Return each of the following items word for word, unchanged.

*** RECORDED DATA

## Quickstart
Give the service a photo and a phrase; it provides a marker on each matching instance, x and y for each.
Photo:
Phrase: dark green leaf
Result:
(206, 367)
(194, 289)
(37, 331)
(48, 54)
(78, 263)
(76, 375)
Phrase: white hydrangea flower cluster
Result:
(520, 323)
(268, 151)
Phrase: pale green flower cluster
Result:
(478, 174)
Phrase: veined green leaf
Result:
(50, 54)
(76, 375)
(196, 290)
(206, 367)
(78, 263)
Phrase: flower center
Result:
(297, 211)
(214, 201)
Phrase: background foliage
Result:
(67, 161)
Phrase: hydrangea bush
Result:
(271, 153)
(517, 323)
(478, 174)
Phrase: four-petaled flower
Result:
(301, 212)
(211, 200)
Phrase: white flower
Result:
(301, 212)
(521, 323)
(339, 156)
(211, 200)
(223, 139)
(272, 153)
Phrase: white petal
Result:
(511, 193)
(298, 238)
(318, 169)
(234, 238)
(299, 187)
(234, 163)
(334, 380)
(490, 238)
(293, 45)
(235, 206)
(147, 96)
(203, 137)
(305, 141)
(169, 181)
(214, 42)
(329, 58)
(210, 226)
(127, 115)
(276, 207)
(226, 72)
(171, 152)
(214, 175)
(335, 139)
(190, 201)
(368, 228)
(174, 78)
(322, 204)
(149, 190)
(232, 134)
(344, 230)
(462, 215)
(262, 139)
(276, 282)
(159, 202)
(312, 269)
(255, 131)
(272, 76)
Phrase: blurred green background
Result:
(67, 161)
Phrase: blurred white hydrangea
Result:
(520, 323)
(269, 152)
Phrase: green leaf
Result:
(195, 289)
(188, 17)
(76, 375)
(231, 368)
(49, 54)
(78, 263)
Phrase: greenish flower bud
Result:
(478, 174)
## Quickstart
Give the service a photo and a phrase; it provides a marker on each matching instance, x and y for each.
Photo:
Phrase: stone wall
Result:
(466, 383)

******

WRITTEN RESPONSE:
## Quickstart
Give the service a photo and a phrase; it provides a marker on each matching instance, x and y for each.
Photo:
Phrase: dark green leaf
Result:
(206, 367)
(194, 289)
(37, 331)
(48, 54)
(78, 263)
(76, 375)
Phrase: white hydrangea flower cluster
Result:
(520, 323)
(268, 151)
Phrase: pale green flower cluster
Result:
(478, 174)
Phrase: veined green leaf
Result:
(50, 54)
(76, 375)
(196, 290)
(206, 367)
(78, 263)
Phrase: flower center
Result:
(297, 211)
(214, 201)
Phrase: background foliage
Result:
(67, 161)
Phrase: hydrangea bush
Result:
(271, 153)
(517, 323)
(478, 174)
Phrase: four-petaled flower
Result:
(301, 212)
(211, 200)
Phrase: white flower
Result:
(301, 212)
(521, 323)
(339, 156)
(211, 200)
(223, 139)
(272, 153)
Phrase: white petal
Result:
(511, 193)
(298, 238)
(318, 169)
(234, 238)
(299, 187)
(234, 163)
(334, 380)
(490, 238)
(293, 45)
(235, 206)
(147, 96)
(203, 137)
(305, 141)
(169, 181)
(214, 42)
(329, 58)
(210, 226)
(127, 115)
(276, 207)
(226, 72)
(171, 152)
(214, 175)
(335, 139)
(190, 201)
(368, 228)
(174, 78)
(322, 204)
(149, 190)
(232, 134)
(344, 230)
(462, 215)
(262, 139)
(276, 282)
(159, 202)
(312, 269)
(255, 131)
(272, 76)
Phrase: blurred green background
Result:
(67, 161)
Phrase: blurred white hydrangea
Result:
(520, 323)
(269, 152)
Phrase: green leaf
Result:
(195, 289)
(188, 17)
(76, 375)
(231, 368)
(49, 54)
(78, 263)
Phrase: greenish flower bud
Result:
(478, 174)
## Quickstart
Give the service a photo and a phrase; it provides a marker on each matching instance, x and y for each.
Photo:
Phrase: stone wall
Result:
(466, 383)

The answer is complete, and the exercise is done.